──────── Selection

# Aquascaping/plant suggestions wanted



## mathas (Jul 18, 2008)

After finally deciding what types of fish I want to stock the tank with, it's time to get some aquascaping advice to make the tank as friendly as possible for its future inhabitants.

Here's what I have so far:










The tank in question is a 90 gallon tank, measuring 48"W x 18"L x 24"H, with a substrate of pool filter sand. Stocking list will include angelfish, bolivian rams, rummynose tetras, corydoras, and plecostomus.

The water is still cloudy, but I expect that will calm down after I stop stirring up the substrate by rearranging things daily. I (and my budget) are happy with the amount of driftwood and rock in the tank, so the only other non-plant items I would want to add might be some narrow caves for the plecos, depending on what species I choose and whether they need that or not.

From what I understand, most of these fish like planted tanks, and I'm certainly willing to give them live plants, but I only have about 1.4 watts per gallon and no CO2 system. That limits me a bit on what plants I can choose; likely java ferns and/or Anubias, but I'm open to all suggestions. I've never done live plants in a tank before so I don't really know what I'm doing.

Any general pointers, or pointers on plant placement if it even matters, would be greatly appreciated.

I'm also interested in obtaining an artificial amazon sword plant or two, because I don't have enough light to support a real one. All of the stores around here sell fake ones, but they look really cheap... if anyone can recommend a good artificial plant source, I would appreciate it. All I've found so far (other than the same Tetra ones I can buy locally), is this one from SeaGarden.

────────────────
──────── Recorded information

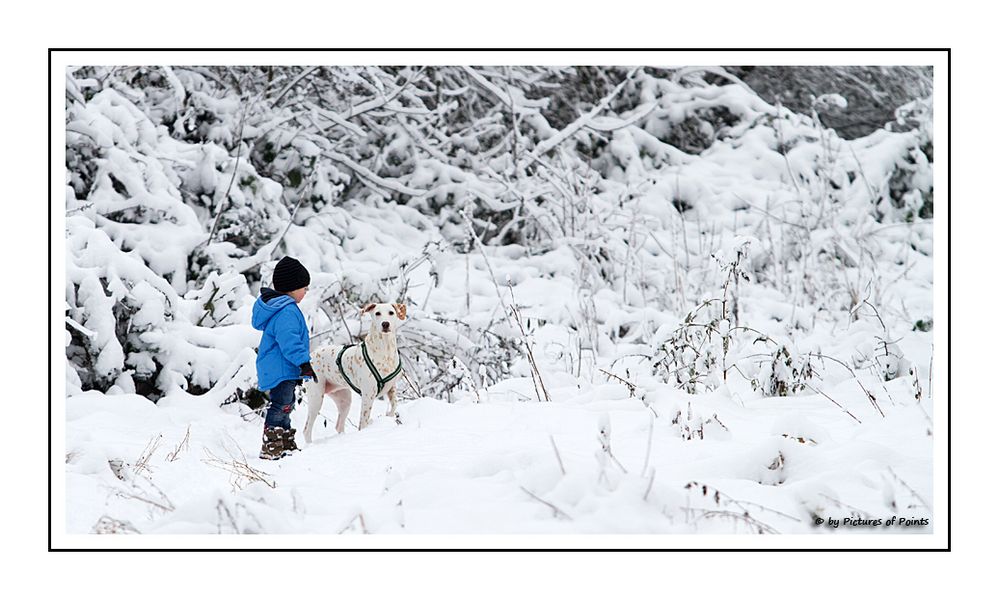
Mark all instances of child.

────────────────

Exercise requirements:
1 > Transcribe the forum post between "From what I" and "what I'm doing.", inclusive.
2 > Answer these questions from the forum post:
(a) What substrate is in the tank?
(b) How many watts per gallon of light does the tank have?
(c) From which source did the poster find an artificial plant other than the Tetra ones?
3 > Rewrite the paragraph of the forum post that begins "From what I understand" as a short list, keeping its main facts.

Exercise results:
1 >
From what I understand, most of these fish like planted tanks, and I'm certainly willing to give them live plants, but I only have about 1.4 watts per gallon and no CO2 system. That limits me a bit on what plants I can choose; likely java ferns and/or Anubias, but I'm open to all suggestions. I've never done live plants in a tank before so I don't really know what I'm doing.

2 >
(a) Pool filter sand.
(b) About 1.4 watts per gallon.
(c) SeaGarden.

3 >
- Most of these fish like planted tanks, and the poster is willing to use live plants.
- The tank has only about 1.4 watts per gallon and no CO2 system, which limits plant choice.
- Likely choices are java ferns and/or Anubias, though all suggestions are welcome.
- The poster has never kept live plants before.